== Segment start ==

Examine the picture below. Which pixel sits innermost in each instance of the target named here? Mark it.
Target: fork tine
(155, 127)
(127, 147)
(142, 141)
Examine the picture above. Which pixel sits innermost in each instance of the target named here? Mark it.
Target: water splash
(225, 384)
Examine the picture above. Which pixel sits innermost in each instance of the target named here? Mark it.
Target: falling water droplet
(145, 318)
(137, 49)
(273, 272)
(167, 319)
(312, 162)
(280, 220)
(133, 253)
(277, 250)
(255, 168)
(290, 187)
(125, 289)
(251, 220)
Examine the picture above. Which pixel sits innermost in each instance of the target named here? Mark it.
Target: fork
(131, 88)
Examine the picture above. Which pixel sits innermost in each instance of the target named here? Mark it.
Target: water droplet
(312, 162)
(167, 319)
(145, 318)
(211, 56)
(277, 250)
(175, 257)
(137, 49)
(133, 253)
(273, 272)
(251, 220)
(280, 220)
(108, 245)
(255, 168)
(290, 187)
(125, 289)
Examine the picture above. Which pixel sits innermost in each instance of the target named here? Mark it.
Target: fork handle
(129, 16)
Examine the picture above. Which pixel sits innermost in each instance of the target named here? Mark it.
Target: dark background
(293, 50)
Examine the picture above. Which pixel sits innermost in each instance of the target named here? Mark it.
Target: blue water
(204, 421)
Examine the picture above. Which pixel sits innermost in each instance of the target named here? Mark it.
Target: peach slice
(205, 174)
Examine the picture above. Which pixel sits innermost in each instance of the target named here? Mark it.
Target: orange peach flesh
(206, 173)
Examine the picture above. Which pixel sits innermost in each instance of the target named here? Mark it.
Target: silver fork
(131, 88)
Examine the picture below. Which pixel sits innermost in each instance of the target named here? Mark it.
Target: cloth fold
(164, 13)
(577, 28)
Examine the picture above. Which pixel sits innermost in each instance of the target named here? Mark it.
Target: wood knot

== Segment end ==

= What the exercise asks =
Set every entry down once more, exactly as written above.

= Response to this exercise =
Examine the picture below. Which pixel sits innermost in each instance of the target named here? Mark it.
Target: fork tine
(155, 127)
(127, 147)
(142, 141)
Examine the picture above. Which pixel sits innermost in each instance of the target named here? Mark it.
Target: water splash
(225, 384)
Examine the picture above. Which pixel sits innermost in each instance of the target named here? Mark it.
Target: falling water droplet
(145, 318)
(137, 49)
(273, 272)
(167, 319)
(312, 162)
(280, 220)
(133, 253)
(277, 250)
(255, 168)
(290, 187)
(125, 289)
(251, 220)
Examine the picture above. Which pixel sits innermost in each instance of the target named here? Mark it.
Target: fork
(131, 88)
Examine the picture above. Which pixel sits innermost in each instance of the target named here? Mark it.
Target: water droplet
(312, 162)
(167, 319)
(145, 318)
(211, 56)
(277, 250)
(175, 257)
(137, 49)
(133, 253)
(273, 272)
(251, 220)
(280, 220)
(108, 245)
(255, 168)
(290, 187)
(125, 289)
Examine the picture above. Which pixel sits innermost in each instance of the target named here? Mark it.
Target: fork handle
(129, 16)
Examine the picture above. Which pixel sits innermost in each instance of the target named here? Mark it.
Target: dark background
(293, 50)
Examine the picture above. Which pixel sits innermost in each instance of the target named here? Mark it.
Target: blue water
(204, 421)
Examine the picture above. Which pixel sits innermost in each instance of the target named here? Mark it.
Target: peach slice
(205, 174)
Examine the picture above. Which pixel sits innermost in each instance of the target named here? Mark it.
Target: orange peach flesh
(206, 173)
Examine the picture above. Which pixel sits innermost in each instance of the target named here? Mark it.
Target: silver fork
(131, 88)
Examine the picture below. Which pixel sits innermost in each instance of the target named here? Mark it.
Target: cloth fold
(164, 13)
(577, 28)
Examine the picture above. Which pixel sits innermost in each instance of the target named here? Mark it.
Target: wood knot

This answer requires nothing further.